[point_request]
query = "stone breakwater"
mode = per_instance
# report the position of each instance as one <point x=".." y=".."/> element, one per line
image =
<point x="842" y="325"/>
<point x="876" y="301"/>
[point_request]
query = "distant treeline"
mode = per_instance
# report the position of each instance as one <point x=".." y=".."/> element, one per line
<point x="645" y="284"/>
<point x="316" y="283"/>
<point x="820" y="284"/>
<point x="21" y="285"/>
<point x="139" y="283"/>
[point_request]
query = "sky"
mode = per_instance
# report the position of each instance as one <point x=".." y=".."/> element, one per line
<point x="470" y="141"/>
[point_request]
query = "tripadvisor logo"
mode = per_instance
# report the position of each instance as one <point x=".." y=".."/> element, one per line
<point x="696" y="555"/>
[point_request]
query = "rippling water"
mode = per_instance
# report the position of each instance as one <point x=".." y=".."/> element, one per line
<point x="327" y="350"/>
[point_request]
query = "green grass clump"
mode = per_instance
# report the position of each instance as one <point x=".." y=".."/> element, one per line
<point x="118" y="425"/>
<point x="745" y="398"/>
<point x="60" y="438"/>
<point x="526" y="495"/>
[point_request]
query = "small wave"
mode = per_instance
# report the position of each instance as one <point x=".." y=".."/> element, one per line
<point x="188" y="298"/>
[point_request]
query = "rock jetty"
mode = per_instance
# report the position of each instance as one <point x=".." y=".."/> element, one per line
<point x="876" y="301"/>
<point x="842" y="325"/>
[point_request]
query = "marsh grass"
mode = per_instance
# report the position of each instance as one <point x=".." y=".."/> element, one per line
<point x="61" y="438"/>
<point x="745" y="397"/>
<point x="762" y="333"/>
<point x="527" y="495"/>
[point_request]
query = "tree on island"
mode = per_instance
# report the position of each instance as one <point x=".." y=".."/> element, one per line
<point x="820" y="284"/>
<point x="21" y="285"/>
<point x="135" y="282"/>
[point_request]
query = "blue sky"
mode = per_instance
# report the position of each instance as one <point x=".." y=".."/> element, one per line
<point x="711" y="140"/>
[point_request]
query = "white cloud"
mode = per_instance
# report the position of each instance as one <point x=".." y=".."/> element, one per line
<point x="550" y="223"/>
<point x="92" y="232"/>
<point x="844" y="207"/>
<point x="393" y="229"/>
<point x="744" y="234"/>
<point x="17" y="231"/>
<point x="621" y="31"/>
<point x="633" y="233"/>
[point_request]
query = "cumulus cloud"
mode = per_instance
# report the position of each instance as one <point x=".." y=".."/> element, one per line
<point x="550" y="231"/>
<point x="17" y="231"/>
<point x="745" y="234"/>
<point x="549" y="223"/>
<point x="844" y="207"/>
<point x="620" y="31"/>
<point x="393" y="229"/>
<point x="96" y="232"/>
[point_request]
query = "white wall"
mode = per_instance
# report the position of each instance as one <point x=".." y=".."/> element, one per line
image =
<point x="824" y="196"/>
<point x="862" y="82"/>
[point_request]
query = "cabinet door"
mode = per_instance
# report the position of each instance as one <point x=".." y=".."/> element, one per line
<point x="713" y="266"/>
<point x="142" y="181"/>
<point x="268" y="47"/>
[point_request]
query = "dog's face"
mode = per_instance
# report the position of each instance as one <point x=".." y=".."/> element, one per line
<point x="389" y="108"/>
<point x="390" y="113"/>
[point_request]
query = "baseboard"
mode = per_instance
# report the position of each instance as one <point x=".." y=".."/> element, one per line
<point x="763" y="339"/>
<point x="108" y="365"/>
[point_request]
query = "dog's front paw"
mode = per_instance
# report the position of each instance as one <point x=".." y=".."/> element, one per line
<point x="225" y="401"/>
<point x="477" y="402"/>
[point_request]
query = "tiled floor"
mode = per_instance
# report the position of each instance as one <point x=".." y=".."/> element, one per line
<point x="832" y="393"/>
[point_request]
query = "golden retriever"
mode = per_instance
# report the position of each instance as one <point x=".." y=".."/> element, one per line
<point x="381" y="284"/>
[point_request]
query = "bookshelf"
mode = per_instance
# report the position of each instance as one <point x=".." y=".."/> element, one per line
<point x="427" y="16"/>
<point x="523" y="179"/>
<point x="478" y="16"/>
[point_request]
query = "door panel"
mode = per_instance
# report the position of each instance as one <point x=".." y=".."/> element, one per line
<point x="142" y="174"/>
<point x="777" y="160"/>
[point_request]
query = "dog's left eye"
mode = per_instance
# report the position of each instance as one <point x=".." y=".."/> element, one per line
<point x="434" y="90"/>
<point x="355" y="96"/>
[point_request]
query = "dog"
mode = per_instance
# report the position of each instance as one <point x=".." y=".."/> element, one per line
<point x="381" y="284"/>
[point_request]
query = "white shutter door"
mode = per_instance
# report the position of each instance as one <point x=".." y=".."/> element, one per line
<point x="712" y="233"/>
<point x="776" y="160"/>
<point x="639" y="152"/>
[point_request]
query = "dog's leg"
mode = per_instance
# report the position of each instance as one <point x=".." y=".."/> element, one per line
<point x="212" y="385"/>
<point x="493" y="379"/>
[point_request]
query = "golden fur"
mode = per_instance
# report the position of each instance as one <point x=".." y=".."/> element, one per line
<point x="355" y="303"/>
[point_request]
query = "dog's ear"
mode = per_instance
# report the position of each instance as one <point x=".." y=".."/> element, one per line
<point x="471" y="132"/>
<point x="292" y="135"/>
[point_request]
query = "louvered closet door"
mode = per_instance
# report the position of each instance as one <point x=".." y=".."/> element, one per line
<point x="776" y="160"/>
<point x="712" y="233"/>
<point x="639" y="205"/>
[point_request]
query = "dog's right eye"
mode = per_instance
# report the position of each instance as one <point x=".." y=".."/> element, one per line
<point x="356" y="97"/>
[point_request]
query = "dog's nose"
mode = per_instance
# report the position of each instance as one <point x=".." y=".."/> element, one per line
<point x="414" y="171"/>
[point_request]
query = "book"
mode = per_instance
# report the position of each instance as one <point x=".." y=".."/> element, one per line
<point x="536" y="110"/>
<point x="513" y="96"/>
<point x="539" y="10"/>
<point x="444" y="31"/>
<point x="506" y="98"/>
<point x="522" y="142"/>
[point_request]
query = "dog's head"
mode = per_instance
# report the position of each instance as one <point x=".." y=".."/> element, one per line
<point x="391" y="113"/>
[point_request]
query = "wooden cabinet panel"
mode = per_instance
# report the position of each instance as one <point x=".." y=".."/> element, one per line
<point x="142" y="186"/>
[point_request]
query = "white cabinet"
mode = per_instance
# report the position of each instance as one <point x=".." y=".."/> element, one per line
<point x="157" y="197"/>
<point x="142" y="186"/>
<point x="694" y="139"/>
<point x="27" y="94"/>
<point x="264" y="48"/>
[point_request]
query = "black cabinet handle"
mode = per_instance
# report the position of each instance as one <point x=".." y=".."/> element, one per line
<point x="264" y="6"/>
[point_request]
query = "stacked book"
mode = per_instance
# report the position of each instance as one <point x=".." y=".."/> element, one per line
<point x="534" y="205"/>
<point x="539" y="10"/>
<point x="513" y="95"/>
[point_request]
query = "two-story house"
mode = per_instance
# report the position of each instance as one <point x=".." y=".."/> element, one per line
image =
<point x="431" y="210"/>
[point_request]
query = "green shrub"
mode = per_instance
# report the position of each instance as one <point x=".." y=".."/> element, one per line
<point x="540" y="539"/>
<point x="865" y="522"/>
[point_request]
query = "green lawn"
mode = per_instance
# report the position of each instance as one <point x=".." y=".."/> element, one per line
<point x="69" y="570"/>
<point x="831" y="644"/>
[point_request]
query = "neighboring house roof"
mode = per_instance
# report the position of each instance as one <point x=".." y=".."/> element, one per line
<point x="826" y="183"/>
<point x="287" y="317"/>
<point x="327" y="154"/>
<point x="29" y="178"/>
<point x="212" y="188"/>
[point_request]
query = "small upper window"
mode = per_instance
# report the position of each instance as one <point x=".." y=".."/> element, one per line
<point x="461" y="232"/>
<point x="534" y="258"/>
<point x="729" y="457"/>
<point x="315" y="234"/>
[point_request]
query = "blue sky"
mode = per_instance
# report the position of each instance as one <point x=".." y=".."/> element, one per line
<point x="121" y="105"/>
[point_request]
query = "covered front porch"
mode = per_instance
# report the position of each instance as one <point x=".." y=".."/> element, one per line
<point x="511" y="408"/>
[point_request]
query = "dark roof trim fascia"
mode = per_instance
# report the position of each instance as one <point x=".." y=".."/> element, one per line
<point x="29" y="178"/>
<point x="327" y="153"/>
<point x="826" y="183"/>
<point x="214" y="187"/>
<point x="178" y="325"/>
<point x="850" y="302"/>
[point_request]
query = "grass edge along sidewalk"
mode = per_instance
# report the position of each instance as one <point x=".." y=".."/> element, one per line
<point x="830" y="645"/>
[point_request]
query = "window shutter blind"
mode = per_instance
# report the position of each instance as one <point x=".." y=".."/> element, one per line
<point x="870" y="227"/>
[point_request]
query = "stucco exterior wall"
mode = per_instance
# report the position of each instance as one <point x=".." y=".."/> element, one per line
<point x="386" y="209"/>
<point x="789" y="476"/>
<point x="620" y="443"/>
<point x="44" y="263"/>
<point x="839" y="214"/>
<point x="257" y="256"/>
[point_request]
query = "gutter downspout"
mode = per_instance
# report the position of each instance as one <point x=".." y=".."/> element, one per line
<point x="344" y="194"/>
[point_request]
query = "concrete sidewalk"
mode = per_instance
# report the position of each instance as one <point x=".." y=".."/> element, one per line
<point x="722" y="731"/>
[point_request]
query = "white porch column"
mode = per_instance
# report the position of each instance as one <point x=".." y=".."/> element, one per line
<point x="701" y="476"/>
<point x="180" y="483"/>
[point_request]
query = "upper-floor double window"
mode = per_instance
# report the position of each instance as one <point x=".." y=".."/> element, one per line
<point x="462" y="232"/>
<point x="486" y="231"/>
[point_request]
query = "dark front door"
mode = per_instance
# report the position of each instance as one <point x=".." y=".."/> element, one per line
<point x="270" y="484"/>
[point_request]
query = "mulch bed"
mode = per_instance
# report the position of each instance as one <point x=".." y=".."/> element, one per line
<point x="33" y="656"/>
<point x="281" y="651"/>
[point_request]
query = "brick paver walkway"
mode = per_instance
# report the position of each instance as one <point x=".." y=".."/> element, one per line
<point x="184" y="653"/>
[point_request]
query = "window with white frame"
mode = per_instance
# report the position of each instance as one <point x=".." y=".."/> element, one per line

★ ★ ★ ★ ★

WHAT TO DO: Show every line in the records above that contains the string "floor", matching case exactly.

TASK RESPONSE:
query = "tiled floor"
query = "upper-floor double window"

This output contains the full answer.